Records:
————

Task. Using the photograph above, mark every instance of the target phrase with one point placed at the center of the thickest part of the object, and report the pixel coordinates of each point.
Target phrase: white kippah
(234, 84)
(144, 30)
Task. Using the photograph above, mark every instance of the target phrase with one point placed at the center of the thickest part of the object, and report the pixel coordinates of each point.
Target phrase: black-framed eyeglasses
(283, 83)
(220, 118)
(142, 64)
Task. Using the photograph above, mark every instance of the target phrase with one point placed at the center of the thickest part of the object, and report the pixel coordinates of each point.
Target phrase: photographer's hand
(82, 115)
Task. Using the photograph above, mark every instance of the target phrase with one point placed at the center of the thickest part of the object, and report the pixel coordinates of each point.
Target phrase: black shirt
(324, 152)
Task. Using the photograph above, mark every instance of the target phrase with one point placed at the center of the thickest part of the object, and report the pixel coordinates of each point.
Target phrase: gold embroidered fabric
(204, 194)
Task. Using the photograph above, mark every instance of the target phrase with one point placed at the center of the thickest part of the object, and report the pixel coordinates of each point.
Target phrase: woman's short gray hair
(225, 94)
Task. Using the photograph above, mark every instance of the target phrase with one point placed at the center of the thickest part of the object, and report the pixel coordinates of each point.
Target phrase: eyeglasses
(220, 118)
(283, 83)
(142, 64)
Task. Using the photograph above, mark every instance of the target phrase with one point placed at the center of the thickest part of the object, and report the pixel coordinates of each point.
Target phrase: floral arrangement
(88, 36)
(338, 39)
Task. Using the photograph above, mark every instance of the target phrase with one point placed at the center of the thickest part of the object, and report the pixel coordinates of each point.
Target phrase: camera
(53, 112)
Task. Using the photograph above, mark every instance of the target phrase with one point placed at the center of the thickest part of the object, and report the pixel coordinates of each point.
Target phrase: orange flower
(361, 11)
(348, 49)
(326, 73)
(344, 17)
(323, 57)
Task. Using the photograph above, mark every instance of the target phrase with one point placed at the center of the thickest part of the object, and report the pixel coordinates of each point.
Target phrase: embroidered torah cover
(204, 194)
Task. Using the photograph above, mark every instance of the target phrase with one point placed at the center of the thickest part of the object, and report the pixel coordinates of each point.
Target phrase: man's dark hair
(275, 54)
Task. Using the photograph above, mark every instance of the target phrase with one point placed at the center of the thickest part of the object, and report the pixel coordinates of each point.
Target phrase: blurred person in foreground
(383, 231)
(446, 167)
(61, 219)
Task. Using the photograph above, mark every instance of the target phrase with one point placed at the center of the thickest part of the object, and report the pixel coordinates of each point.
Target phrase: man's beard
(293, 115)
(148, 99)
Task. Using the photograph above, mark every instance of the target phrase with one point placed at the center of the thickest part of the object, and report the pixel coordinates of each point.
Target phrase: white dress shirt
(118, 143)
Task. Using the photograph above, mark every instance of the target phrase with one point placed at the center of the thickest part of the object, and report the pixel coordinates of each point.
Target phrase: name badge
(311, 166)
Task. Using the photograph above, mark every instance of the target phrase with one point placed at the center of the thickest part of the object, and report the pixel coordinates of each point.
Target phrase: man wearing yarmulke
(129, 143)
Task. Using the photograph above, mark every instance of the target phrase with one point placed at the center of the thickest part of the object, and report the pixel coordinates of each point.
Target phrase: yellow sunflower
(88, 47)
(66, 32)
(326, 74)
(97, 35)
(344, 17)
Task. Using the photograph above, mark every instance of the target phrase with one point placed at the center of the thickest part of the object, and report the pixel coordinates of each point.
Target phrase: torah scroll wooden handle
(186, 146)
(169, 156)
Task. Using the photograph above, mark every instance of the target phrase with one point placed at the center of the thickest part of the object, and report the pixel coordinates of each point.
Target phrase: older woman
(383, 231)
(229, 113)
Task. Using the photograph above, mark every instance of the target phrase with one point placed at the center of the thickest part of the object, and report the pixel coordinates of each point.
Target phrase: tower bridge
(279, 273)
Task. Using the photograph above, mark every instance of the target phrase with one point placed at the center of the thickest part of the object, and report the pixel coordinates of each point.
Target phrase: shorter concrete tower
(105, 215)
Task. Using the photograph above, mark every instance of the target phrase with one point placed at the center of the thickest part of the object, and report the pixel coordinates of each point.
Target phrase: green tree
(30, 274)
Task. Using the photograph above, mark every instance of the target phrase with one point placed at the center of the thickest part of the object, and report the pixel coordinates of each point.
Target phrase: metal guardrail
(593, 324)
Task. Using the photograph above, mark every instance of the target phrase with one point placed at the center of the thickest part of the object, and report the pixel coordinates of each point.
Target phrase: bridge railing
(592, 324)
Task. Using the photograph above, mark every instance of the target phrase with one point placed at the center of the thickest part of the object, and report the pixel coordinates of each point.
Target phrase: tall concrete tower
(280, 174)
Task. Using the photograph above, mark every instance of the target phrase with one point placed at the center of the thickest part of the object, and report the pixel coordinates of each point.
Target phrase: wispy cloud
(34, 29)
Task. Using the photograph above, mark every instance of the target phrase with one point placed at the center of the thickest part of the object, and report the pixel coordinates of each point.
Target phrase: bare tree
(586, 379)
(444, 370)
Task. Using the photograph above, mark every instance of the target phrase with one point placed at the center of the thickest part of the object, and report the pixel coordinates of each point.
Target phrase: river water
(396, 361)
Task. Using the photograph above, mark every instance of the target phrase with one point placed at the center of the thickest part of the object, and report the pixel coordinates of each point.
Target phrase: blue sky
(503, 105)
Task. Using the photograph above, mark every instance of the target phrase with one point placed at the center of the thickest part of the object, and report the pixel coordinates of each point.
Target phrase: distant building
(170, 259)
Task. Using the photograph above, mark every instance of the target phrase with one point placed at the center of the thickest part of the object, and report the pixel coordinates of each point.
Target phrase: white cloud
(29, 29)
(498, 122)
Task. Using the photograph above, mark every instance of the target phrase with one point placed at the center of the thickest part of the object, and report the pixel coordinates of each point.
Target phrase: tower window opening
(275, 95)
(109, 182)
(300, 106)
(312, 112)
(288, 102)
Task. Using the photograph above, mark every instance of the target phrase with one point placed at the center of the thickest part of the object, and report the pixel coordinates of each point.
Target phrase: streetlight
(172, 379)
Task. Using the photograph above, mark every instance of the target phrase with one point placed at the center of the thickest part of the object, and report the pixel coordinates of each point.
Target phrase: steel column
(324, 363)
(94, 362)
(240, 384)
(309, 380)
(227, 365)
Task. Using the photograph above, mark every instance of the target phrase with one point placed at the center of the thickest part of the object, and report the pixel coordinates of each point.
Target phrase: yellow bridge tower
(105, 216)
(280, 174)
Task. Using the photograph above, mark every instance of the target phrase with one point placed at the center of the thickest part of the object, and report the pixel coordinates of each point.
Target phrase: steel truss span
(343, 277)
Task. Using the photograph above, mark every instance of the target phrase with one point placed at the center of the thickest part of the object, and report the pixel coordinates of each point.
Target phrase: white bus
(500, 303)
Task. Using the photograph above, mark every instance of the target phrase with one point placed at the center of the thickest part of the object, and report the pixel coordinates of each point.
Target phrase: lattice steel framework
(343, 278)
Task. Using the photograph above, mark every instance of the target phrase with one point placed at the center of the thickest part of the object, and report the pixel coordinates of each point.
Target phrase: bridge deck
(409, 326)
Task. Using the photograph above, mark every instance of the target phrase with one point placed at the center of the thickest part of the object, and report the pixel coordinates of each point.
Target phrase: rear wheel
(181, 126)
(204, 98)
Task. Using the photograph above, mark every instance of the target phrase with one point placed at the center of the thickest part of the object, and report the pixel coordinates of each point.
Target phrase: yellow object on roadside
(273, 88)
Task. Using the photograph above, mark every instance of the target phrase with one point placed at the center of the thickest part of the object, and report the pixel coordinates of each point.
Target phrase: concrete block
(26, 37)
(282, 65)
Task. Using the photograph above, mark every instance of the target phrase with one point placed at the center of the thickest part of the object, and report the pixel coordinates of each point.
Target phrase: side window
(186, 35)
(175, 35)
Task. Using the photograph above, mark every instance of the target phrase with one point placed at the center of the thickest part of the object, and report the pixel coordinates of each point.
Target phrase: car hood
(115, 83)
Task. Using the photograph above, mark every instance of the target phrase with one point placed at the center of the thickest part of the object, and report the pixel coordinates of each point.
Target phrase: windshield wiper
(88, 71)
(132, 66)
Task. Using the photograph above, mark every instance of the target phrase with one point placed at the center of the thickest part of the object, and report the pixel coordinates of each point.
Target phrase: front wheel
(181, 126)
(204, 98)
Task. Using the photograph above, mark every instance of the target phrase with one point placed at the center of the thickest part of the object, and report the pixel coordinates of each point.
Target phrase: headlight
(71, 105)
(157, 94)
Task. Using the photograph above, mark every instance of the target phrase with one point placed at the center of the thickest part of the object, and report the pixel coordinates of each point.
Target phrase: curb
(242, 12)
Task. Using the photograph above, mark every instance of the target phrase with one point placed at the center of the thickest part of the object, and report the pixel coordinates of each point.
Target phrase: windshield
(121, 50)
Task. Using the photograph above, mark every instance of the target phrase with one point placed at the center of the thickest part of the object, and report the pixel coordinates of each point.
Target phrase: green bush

————

> EXERCISE BRIEF: Pull out each line in the listing above that contains the string "white".

> THE RESPONSE:
Target phrase: white kippah
Target phrase: white dress shirt
Target phrase: white cloud
Target phrase: white bus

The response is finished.